_Assignment:_ Scan the entries and copy each line where the word "base" is present.

_Input:_
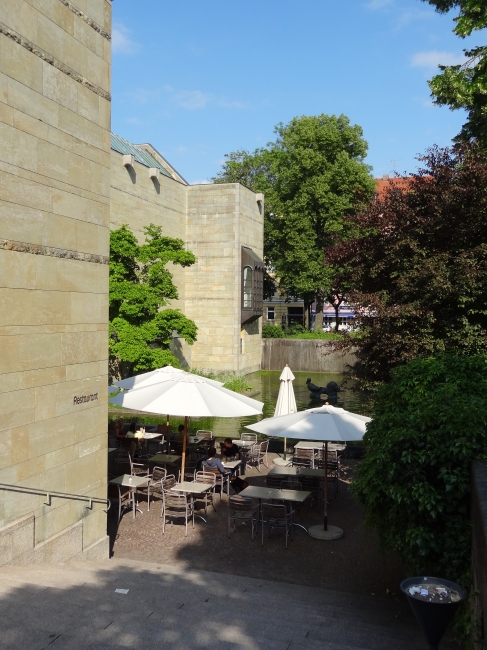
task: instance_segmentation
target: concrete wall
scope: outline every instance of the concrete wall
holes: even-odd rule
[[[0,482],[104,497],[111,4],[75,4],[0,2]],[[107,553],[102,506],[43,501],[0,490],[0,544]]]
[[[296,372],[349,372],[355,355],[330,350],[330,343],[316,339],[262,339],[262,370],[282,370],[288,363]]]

* * *

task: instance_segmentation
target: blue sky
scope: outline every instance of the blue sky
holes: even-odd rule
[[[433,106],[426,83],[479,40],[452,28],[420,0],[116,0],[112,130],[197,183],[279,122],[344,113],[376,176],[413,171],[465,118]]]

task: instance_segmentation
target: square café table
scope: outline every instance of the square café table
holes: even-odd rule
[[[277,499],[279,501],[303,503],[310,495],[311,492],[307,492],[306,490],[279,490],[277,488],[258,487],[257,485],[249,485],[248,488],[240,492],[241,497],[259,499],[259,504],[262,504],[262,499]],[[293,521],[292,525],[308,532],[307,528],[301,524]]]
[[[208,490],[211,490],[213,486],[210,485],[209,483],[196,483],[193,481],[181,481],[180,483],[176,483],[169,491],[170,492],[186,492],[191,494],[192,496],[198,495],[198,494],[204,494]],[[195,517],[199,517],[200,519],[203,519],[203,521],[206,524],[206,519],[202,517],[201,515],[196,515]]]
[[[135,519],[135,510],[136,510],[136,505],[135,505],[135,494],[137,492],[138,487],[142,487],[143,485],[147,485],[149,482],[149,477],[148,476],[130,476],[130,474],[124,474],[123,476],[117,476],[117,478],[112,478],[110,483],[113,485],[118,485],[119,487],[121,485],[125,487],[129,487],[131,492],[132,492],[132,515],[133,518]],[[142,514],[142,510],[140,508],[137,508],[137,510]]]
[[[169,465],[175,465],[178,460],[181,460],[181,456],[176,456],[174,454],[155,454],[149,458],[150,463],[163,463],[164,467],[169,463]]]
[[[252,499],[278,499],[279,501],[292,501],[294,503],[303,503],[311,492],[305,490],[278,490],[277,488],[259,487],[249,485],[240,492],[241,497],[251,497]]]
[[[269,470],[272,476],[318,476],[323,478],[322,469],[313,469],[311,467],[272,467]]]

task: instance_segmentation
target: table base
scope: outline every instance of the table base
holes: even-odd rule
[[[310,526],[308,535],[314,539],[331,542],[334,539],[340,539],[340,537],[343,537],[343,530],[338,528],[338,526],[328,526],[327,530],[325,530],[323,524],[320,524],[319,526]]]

---

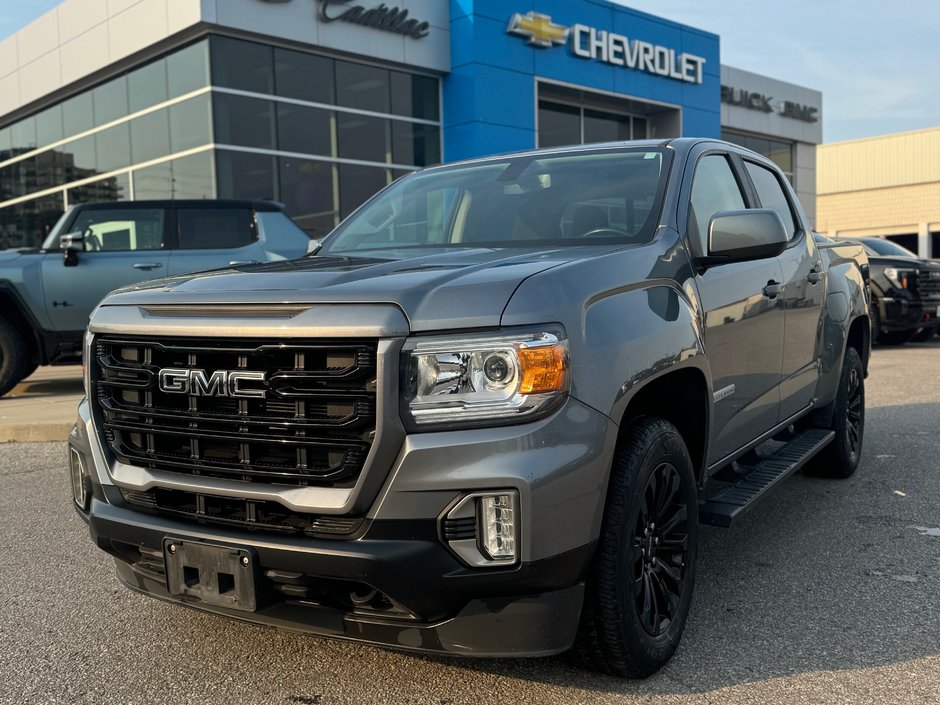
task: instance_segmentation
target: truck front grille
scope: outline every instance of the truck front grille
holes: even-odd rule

_Expected output:_
target: table base
scope: outline every instance of the table base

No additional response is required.